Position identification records
^^^^^^^^

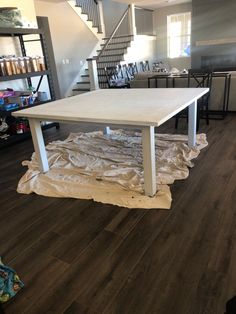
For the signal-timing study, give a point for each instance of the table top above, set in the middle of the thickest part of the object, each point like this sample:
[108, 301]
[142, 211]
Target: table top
[131, 107]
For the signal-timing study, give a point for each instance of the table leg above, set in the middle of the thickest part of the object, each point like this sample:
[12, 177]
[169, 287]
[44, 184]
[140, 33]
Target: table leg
[39, 146]
[192, 124]
[107, 130]
[149, 163]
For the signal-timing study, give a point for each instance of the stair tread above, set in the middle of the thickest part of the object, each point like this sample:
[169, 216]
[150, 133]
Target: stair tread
[120, 42]
[114, 55]
[112, 49]
[114, 61]
[121, 36]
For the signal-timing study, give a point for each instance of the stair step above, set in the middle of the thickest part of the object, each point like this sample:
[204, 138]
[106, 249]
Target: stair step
[121, 36]
[113, 49]
[81, 89]
[117, 43]
[113, 55]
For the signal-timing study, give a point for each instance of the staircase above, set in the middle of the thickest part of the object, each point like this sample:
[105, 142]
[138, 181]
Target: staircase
[115, 46]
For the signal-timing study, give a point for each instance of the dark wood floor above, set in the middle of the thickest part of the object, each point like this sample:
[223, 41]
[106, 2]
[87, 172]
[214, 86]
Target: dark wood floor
[78, 256]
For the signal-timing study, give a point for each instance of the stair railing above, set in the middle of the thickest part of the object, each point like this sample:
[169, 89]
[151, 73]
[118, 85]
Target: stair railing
[113, 33]
[92, 62]
[91, 8]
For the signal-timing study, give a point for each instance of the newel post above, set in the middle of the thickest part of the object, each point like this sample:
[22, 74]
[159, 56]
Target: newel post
[93, 74]
[132, 24]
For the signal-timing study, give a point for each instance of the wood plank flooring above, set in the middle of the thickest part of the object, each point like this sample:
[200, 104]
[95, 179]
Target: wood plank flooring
[78, 256]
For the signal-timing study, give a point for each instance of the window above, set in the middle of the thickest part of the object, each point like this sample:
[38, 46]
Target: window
[178, 35]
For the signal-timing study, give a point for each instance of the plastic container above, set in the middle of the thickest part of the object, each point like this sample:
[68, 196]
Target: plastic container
[22, 67]
[2, 68]
[28, 64]
[42, 66]
[8, 66]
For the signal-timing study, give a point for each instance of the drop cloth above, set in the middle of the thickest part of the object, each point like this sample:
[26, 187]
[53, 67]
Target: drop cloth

^^^^^^^^

Exercise: Write out again every line of the data from the line containing "of the plastic" through the end of the data, inclusive, requests included. Scale each coordinate in the answers by 0.35 and round to whole numbers, with halves rounded up, but leave the requests and their sample points unchanged.

Problem solution:
For the signal-timing study, give a point for each instance of the plastic container above, set in the middle of the thickest part of the object, each point like this sample:
[68, 196]
Target: plastic container
[8, 23]
[1, 24]
[10, 22]
[15, 23]
[3, 23]
For the signal-timing study, give a point for each instance of the drop cloth above, set in the middle of the thickest part of the object, each point like this sample:
[26, 187]
[53, 67]
Target: drop cloth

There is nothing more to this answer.